◆ Your goal: Update the material from its start through the line containing "112], [171, 116]]": swap "polygon" for "outline" and keep everything else the same. Return only those lines.

◆ Dataset records:
◆ ◆ ◆ ◆ ◆ ◆ ◆

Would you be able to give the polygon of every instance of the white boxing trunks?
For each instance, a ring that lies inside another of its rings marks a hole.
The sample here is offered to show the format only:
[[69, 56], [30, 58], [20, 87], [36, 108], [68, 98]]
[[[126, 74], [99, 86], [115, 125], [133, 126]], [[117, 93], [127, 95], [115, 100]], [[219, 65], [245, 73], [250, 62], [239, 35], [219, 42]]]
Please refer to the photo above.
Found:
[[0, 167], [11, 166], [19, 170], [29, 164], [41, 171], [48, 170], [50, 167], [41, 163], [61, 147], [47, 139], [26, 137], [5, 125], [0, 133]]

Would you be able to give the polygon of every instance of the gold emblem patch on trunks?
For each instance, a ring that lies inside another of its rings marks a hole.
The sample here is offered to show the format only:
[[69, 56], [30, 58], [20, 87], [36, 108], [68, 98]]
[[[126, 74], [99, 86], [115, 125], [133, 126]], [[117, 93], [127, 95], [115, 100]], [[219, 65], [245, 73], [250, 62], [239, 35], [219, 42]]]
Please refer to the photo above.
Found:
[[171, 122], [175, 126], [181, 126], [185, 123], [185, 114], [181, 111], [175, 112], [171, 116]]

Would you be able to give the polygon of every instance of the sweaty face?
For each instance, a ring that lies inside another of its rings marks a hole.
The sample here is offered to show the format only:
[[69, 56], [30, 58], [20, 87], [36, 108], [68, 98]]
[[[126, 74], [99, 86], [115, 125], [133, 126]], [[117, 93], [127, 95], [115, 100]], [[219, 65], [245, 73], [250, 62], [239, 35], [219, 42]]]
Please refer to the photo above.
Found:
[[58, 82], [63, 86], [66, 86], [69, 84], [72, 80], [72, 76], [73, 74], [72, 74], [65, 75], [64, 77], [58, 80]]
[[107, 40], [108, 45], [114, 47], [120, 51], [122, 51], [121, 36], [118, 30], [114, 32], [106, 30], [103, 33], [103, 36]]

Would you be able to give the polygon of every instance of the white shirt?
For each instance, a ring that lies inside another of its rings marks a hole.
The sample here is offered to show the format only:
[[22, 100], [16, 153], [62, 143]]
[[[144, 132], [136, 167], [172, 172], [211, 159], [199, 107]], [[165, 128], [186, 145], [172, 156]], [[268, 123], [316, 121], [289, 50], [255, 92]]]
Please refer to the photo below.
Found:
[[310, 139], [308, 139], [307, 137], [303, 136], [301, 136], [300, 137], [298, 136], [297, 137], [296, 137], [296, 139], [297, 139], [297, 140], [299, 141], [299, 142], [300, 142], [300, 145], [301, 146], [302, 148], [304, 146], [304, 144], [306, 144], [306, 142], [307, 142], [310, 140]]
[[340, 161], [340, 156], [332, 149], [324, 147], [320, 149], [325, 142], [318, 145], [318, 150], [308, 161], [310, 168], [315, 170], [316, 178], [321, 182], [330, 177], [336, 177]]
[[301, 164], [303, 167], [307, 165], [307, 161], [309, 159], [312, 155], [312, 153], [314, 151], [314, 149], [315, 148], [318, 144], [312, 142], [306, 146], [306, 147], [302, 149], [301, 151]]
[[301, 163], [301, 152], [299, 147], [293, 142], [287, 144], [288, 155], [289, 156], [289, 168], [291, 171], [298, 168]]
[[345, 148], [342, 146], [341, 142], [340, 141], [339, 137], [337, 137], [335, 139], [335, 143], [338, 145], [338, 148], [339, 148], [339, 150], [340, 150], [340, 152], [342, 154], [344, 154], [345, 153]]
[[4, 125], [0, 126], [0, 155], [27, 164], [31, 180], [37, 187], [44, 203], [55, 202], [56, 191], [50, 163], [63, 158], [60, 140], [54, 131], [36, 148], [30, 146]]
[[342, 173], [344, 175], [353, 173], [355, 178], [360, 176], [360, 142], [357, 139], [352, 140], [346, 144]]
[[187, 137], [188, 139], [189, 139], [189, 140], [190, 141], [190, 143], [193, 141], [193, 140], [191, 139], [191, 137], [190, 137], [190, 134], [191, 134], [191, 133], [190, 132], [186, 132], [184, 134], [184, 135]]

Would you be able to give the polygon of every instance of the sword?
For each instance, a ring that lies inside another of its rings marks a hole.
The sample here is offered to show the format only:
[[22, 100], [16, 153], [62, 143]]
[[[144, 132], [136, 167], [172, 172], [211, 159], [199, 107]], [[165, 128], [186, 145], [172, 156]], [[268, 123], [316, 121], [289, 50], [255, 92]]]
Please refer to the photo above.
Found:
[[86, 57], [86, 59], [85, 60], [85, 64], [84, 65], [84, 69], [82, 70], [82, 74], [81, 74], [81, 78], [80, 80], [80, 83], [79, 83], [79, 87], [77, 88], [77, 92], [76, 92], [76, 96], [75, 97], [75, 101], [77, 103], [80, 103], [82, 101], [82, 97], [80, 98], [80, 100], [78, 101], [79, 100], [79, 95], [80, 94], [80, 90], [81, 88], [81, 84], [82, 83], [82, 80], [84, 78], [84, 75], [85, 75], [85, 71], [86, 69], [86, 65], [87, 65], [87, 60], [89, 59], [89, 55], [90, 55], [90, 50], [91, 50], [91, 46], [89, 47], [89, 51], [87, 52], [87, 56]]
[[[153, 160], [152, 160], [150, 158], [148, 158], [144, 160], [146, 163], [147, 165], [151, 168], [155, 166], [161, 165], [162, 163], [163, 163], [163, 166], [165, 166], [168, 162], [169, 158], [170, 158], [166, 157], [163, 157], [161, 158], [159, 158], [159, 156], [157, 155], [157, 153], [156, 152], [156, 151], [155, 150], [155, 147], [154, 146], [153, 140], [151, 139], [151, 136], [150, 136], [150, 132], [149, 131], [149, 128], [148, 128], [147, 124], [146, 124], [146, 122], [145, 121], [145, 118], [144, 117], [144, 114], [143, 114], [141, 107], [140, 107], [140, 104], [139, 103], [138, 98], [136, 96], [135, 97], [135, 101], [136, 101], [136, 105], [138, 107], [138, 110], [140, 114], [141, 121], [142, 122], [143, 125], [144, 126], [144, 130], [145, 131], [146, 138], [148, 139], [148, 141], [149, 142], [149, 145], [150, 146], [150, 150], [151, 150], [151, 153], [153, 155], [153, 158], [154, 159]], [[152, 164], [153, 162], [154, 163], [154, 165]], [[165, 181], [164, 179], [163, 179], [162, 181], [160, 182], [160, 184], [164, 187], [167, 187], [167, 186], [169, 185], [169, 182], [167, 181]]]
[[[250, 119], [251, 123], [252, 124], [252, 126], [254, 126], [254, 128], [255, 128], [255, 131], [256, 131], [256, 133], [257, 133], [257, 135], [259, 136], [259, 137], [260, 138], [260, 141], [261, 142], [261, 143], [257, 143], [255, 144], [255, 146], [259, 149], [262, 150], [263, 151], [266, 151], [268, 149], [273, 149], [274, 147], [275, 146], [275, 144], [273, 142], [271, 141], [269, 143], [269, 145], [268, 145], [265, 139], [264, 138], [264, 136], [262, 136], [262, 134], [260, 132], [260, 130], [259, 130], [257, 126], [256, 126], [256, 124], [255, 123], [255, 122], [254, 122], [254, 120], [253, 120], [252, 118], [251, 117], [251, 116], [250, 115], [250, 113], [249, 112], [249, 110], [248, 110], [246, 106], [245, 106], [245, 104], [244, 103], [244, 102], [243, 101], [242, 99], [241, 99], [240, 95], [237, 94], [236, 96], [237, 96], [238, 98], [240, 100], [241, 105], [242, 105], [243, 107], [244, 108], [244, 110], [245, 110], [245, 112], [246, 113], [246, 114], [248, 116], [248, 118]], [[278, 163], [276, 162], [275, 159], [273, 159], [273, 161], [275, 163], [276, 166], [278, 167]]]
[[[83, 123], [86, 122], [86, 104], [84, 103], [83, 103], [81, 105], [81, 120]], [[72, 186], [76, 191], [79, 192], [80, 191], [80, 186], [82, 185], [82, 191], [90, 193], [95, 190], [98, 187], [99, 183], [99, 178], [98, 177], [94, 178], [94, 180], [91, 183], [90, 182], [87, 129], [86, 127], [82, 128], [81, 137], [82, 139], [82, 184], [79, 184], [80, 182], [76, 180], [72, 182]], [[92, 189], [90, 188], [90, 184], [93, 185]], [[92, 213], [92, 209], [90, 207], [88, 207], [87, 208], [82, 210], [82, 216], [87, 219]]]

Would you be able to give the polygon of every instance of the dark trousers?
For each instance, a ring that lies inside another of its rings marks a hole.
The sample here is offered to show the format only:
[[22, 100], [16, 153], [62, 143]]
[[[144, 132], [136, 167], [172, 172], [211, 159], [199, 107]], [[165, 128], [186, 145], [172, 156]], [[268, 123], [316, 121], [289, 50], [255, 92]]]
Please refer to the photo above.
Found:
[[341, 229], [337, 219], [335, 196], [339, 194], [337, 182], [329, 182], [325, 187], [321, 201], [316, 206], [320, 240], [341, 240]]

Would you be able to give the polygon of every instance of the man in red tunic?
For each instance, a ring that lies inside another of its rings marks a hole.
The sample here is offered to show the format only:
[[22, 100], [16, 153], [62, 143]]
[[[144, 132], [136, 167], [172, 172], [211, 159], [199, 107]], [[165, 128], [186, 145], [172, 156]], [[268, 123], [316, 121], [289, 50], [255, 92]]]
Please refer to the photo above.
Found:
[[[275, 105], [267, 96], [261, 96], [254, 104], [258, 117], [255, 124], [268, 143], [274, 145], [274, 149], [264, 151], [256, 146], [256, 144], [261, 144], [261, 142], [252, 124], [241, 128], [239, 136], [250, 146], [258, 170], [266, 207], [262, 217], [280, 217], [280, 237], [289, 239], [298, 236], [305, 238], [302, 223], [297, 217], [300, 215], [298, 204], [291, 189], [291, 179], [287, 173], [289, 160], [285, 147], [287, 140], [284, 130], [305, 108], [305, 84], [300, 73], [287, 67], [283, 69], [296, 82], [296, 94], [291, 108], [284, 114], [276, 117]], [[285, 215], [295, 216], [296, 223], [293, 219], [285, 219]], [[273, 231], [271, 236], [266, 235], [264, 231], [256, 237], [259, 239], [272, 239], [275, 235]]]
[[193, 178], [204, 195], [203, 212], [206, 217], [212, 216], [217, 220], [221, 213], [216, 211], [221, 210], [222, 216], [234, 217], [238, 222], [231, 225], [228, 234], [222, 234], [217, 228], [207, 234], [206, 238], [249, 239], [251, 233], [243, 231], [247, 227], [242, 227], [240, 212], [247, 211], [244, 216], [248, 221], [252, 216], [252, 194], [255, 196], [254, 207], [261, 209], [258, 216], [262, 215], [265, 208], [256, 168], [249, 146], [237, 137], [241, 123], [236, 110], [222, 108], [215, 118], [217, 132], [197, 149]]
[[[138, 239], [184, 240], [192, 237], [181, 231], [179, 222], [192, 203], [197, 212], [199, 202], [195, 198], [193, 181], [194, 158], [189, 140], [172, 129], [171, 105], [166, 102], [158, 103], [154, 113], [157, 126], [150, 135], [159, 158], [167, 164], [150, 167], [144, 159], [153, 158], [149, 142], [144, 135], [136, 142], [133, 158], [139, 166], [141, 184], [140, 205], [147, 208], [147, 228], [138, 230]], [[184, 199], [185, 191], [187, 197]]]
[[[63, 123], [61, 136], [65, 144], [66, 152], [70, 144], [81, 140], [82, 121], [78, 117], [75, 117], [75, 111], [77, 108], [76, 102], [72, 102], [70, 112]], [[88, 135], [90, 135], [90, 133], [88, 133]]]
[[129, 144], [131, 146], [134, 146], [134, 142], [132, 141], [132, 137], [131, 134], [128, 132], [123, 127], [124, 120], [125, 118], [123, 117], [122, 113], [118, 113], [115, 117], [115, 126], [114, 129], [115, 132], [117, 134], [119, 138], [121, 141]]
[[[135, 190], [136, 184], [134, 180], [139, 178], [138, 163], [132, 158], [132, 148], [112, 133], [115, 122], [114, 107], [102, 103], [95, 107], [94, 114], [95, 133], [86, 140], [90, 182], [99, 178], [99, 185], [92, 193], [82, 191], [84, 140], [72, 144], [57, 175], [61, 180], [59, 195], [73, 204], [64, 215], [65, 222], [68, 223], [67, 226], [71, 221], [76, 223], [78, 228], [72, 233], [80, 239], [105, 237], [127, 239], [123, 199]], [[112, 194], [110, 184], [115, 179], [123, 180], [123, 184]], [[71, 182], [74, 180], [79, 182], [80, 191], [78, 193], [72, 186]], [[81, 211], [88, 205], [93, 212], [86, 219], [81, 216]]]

◆ ◆ ◆ ◆ ◆ ◆ ◆

◆ Result:
Would you be able to give the outline of every instance of the white boxing trunks?
For each instance, a ring that lies inside another of its rings marks a hole.
The sample here is offered to show the format only:
[[69, 56], [30, 58], [20, 87], [36, 108], [68, 98]]
[[[126, 74], [99, 86], [115, 125], [133, 126]], [[117, 93], [127, 95], [115, 100]], [[219, 65], [245, 73], [250, 62], [239, 35], [219, 42]]]
Please refer to the photo above.
Found:
[[0, 167], [11, 166], [19, 170], [29, 164], [41, 171], [48, 170], [50, 167], [41, 163], [61, 147], [47, 139], [26, 137], [5, 125], [0, 133]]

Would you be able to give the outline of every instance of the gold emblem patch on trunks?
For each instance, a ring that lies inside another of its rings marks a hole.
The sample here is offered to show the format only:
[[69, 56], [30, 58], [20, 87], [36, 108], [68, 98]]
[[[126, 74], [99, 86], [115, 125], [133, 126]], [[117, 93], [127, 95], [115, 100]], [[219, 65], [245, 73], [250, 62], [239, 35], [219, 42]]]
Please refer to the photo above.
Found:
[[171, 122], [175, 126], [181, 126], [185, 123], [185, 114], [181, 111], [175, 112], [171, 116]]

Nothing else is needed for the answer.